--- START ---
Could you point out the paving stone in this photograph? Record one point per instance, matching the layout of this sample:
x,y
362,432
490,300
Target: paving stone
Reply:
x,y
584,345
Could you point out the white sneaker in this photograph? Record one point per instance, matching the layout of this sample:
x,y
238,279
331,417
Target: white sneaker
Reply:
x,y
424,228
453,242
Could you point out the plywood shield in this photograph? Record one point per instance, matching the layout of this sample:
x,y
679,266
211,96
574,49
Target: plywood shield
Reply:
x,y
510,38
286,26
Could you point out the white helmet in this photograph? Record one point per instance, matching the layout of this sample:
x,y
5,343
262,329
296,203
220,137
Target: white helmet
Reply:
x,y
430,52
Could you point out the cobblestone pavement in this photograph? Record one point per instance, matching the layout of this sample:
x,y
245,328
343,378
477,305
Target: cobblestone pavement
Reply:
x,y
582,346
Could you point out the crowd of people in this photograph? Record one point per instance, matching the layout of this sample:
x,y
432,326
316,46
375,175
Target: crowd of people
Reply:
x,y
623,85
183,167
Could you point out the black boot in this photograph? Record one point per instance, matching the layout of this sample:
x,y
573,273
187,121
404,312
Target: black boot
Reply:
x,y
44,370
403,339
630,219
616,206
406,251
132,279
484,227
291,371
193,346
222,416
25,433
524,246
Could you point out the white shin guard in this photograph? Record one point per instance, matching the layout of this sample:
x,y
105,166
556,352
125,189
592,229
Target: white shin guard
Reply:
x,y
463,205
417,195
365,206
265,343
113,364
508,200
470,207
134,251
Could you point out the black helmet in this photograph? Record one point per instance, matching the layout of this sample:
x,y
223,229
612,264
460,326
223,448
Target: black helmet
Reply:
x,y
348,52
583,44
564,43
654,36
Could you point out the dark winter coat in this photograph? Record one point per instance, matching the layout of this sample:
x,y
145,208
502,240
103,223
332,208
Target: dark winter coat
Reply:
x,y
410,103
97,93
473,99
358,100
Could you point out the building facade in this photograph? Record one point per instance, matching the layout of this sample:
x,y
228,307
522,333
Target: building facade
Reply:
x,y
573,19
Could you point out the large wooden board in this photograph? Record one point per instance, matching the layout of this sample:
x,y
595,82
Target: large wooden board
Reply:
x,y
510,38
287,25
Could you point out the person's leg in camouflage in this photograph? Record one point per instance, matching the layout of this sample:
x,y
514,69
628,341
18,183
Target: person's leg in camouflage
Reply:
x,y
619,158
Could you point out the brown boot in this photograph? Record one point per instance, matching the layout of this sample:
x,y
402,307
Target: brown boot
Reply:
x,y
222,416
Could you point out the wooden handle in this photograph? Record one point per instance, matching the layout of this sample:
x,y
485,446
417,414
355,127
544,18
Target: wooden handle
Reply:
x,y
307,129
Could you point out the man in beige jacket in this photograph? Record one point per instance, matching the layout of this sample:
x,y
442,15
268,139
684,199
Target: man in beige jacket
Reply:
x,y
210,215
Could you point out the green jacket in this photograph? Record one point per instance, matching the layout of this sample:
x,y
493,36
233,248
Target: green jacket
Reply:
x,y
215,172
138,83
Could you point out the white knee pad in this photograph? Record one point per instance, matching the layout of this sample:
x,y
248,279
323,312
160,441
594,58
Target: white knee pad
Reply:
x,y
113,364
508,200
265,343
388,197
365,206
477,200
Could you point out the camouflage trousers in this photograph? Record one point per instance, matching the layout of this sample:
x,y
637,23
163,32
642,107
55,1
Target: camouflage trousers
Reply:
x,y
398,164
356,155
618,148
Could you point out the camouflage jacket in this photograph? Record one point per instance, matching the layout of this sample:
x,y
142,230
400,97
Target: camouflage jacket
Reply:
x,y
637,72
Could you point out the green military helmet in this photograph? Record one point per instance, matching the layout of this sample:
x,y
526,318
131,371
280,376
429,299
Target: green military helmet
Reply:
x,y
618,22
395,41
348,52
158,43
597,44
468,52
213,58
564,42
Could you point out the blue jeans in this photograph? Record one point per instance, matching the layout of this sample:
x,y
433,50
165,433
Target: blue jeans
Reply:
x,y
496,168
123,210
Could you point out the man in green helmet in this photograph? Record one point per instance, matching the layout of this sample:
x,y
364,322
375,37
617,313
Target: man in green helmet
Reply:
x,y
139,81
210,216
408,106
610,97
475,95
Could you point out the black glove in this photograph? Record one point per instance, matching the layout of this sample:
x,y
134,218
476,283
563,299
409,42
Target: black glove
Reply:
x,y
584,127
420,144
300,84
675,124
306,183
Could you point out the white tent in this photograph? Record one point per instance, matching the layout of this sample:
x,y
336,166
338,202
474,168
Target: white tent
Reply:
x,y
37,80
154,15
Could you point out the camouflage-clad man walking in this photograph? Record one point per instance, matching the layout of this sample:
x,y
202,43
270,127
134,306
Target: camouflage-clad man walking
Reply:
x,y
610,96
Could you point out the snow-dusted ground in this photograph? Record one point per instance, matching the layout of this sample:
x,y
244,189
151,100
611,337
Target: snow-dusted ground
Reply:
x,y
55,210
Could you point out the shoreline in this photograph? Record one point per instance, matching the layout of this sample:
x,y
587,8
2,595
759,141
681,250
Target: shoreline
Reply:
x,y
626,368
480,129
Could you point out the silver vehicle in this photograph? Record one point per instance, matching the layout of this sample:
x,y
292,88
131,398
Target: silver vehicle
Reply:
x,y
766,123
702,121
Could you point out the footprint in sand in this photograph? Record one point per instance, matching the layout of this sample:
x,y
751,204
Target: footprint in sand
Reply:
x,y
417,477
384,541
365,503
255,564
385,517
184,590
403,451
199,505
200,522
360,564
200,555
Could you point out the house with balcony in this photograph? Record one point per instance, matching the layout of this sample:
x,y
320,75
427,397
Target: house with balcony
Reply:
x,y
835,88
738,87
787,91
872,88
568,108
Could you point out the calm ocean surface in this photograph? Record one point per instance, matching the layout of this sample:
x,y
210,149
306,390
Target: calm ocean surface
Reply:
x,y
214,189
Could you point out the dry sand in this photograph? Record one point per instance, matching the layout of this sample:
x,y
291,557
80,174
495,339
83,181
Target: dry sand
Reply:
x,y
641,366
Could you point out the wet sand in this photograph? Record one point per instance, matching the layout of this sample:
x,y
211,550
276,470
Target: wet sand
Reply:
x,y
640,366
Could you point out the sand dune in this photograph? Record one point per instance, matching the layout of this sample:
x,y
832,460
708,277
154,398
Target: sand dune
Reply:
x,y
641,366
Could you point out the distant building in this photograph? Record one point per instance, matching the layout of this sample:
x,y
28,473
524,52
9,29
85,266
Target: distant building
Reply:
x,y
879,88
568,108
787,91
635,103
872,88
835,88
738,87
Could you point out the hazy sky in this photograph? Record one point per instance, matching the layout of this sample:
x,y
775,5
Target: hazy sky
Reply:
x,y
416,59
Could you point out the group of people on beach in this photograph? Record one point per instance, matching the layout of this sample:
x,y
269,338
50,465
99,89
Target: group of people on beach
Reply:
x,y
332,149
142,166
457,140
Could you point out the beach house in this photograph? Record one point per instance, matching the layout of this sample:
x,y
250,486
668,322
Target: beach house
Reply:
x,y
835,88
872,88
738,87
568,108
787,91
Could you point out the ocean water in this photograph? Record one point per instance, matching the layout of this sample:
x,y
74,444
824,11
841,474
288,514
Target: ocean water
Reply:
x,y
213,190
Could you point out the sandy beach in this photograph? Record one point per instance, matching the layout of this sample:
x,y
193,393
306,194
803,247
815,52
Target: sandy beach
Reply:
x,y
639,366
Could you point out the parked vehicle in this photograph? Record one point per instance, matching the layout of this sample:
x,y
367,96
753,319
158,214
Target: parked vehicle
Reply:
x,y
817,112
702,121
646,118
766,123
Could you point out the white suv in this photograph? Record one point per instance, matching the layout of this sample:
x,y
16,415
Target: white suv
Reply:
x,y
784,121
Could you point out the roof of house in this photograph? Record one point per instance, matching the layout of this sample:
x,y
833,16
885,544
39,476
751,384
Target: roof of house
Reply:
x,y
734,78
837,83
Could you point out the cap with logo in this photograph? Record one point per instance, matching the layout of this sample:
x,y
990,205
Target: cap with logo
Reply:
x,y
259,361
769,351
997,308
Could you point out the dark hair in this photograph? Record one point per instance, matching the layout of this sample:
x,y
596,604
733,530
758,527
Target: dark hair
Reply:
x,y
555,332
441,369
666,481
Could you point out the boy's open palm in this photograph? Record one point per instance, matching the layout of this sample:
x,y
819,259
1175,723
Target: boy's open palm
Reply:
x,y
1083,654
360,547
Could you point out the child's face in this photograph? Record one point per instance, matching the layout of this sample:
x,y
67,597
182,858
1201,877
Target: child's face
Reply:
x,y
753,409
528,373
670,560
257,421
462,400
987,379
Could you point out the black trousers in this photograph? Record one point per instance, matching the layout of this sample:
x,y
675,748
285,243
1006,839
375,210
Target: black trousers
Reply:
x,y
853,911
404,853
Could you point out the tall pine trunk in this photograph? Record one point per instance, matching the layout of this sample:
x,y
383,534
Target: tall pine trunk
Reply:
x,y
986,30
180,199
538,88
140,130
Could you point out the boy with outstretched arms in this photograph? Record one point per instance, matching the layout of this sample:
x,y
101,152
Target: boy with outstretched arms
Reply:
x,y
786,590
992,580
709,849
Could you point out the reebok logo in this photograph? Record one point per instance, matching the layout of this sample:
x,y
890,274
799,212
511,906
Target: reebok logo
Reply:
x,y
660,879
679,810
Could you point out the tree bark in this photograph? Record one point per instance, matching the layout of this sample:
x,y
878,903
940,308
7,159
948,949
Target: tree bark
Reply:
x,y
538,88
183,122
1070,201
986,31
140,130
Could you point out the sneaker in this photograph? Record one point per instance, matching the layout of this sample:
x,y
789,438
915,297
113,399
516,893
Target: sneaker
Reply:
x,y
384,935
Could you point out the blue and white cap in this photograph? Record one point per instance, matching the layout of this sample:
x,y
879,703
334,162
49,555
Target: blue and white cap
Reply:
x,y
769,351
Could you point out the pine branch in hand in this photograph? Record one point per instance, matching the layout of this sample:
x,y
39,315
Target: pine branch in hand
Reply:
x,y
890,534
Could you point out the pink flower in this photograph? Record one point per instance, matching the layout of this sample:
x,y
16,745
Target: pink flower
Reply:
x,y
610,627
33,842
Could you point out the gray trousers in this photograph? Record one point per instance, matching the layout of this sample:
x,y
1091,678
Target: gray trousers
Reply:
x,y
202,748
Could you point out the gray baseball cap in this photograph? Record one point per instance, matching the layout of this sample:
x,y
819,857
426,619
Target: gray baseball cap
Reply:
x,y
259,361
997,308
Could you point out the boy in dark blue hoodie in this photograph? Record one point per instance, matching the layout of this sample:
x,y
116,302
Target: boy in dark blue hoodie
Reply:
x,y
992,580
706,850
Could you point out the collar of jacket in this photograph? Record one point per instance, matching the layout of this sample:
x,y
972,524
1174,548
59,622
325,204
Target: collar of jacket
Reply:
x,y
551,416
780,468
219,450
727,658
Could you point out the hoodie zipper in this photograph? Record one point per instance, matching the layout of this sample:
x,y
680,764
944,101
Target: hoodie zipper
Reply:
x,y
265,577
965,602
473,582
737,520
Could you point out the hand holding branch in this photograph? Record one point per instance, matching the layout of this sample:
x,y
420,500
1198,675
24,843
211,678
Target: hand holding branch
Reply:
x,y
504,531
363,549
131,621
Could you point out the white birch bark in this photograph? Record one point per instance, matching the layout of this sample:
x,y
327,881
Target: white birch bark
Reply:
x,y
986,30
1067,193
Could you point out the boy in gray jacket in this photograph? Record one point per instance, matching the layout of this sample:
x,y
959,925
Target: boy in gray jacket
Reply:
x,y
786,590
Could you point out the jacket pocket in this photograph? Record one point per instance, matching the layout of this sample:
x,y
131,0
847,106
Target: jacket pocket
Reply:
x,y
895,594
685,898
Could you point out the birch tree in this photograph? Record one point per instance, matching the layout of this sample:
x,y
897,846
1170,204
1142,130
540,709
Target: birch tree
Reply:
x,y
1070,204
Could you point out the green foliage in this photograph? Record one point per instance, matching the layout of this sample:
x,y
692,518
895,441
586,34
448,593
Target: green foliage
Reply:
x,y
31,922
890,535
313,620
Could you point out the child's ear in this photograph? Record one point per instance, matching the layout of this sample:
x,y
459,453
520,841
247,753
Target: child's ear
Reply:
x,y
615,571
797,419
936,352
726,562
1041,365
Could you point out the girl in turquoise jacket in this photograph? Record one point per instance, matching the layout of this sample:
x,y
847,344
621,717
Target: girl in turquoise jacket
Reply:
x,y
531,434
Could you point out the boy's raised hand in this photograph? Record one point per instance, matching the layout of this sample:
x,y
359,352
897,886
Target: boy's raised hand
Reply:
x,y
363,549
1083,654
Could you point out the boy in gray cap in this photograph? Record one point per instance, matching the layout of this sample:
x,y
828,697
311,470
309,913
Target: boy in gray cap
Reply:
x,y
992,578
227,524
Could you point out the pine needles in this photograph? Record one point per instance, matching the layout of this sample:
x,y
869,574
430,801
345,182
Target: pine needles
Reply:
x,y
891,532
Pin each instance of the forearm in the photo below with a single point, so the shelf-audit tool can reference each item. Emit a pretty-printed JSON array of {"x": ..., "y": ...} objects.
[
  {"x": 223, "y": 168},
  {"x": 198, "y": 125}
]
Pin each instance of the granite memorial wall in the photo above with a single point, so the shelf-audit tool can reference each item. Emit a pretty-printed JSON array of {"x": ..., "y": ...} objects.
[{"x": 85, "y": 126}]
--- END ---
[WHAT YOU WILL DO]
Repeat, character for character, the lines from the one that holds "Pin each instance of the forearm" to the final line of the material, inclusive, and no other lines.

[SOLUTION TO THE PROBLEM]
Pin each instance of the forearm in the photo below with a single point, so the shelf-audit tool can reference each item. Emit a pretty-printed JSON array of {"x": ..., "y": ...} objects.
[
  {"x": 223, "y": 168},
  {"x": 198, "y": 125}
]
Pin each instance of the granite memorial wall in the photo above with a single point, so the shelf-audit tool can reference each item. Emit a pretty-printed JSON array of {"x": ..., "y": ...} objects.
[{"x": 85, "y": 126}]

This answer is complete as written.